===== Passage for review =====

Friday, March 14, 2014

Appeals Court Declines to Reconsider Decision

Next stop for Smith: U.S. Supreme Court


Kalvin Smith
Posted: Tuesday, March 11, 2014 9:00 pm
Attorneys for Kalvin Michael Smith, convicted in the 1995 beating of a manager at the former Silk Plant Forest store, will take his case to the U.S. Supreme Court after the lower court declined to reconsider its decision to deny his appeal.

James Coleman, one of Smith’s attorneys, said in an email Tuesday that they plan to file a petition in May to the U.S. Supreme Court, asking it to review the decision from the U.S. Court of Appeals for the 4th Circuit in Richmond, Va.

On Feb. 21, the appeals court denied a petition to reconsider its dismissal of Smith’s appeal. In January, a three-judge panel of that court upheld a decision by U.S. District Judge Catherine Eagles, who ruled that Smith had failed to comply with the one-year deadline required for prisoners who want to appeal their convictions in federal court.

Smith’s attorneys had asked that the full 16-judge panel review the decision.
Smith, 42, is serving up to 29 years in prison for the beating of Jill Marker on Dec. 9, 1995. The assault left Marker with traumatic brain injuries. She now lives in Ohio under 24-hour care.
Smith has maintained his innocence, and his case has become the most prominent allegation of wrongful conviction in Winston-Salem since the Darryl Hunt case. Hunt was freed in 2003 and then exonerated the next year in the 1984 murder of Deborah Sykes, a copy editor for the now-defunct afternoon paper, The Sentinel. A DNA test led law enforcement to another man, who confessed to the crime. The Winston-Salem Journal published a series of stories in 2004 about the Smith case, raising questions about the police investigation and the prosecution.

Coleman and David Pishko, also one of Smith’s attorneys, had argued in the petition before the U.S. Court of Appeals for the 4th Circuit that Eagles was wrong in ruling that Smith could have discovered certain evidence favorable to him before the deadline, which would have been Aug. 30, 2007. Smith filed his appeal in 2010.

Coleman and Pishko argued that Smith couldn’t have found the evidence because Forsyth County prosecutors suppressed it and didn’t turn it over as they were required to do.
It wasn’t until Aug. 30, 2007, for example, that prosecutors acknowledged that Marker did not identify Smith out of a photo lineup that contained Smith’s picture during a meeting with Winston-Salem police detectives on Oct. 31, 1996, the petition said.
Forsyth County District Attorney Jim O’Neill has said that the rules of professional responsibility prevent him from commenting on pending litigation. The N.C. Attorney General’s Office is representing Forsyth County prosecutors in Smith’s appeal.

In court papers, state prosecutors have defended Smith’s conviction.

=====

**Instructions:**
[a] List every person whom the article about Kalvin Smith's appeal names with both a first and a last name, in the order they first appear.
[b] Reproduce the article about Kalvin Smith's appeal word for word, starting at "Kalvin Smith" and ending at "deny his appeal.".
Rely only on the article about Kalvin Smith's appeal.

===== Entries supplied =====

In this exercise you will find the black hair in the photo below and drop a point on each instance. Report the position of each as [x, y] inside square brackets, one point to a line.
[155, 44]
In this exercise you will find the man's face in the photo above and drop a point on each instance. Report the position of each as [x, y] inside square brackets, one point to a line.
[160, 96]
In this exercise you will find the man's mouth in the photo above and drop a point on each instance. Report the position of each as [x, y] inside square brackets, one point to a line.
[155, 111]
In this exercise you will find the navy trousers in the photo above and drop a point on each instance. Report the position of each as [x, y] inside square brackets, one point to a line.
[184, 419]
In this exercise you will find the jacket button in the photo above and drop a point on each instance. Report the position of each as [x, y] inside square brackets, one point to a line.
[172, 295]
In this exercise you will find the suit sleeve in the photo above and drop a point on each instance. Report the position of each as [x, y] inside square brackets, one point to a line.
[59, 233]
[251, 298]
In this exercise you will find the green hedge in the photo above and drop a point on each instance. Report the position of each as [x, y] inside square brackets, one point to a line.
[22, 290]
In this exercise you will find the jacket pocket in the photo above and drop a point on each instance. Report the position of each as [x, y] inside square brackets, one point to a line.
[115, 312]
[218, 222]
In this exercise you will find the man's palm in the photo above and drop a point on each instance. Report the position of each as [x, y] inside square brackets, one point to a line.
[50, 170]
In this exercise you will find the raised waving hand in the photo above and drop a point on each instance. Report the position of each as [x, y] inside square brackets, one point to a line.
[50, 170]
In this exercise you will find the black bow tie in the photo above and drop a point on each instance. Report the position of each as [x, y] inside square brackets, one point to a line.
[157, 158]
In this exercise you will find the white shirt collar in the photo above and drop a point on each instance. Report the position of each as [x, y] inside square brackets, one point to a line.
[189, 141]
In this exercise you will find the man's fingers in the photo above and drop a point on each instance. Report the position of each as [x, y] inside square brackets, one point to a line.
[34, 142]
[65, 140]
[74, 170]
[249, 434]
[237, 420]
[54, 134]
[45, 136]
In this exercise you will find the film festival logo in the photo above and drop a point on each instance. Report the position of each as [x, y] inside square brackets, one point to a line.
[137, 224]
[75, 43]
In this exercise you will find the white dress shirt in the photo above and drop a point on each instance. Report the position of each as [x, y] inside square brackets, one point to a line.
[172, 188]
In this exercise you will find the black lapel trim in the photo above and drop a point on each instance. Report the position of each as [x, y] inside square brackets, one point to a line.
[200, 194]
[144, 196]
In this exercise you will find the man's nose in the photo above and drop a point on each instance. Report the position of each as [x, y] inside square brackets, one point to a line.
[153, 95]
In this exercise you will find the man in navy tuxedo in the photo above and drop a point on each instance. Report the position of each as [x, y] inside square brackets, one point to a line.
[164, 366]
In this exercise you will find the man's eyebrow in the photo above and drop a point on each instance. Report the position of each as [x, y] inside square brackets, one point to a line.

=====

**Solutions by task:**
[a] Kalvin Michael Smith, James Coleman, Catherine Eagles, Jill Marker, Darryl Hunt, Deborah Sykes, David Pishko, Jim O'Neill

[b]
Kalvin Smith
Posted: Tuesday, March 11, 2014 9:00 pm
Attorneys for Kalvin Michael Smith, convicted in the 1995 beating of a manager at the former Silk Plant Forest store, will take his case to the U.S. Supreme Court after the lower court declined to reconsider its decision to deny his appeal.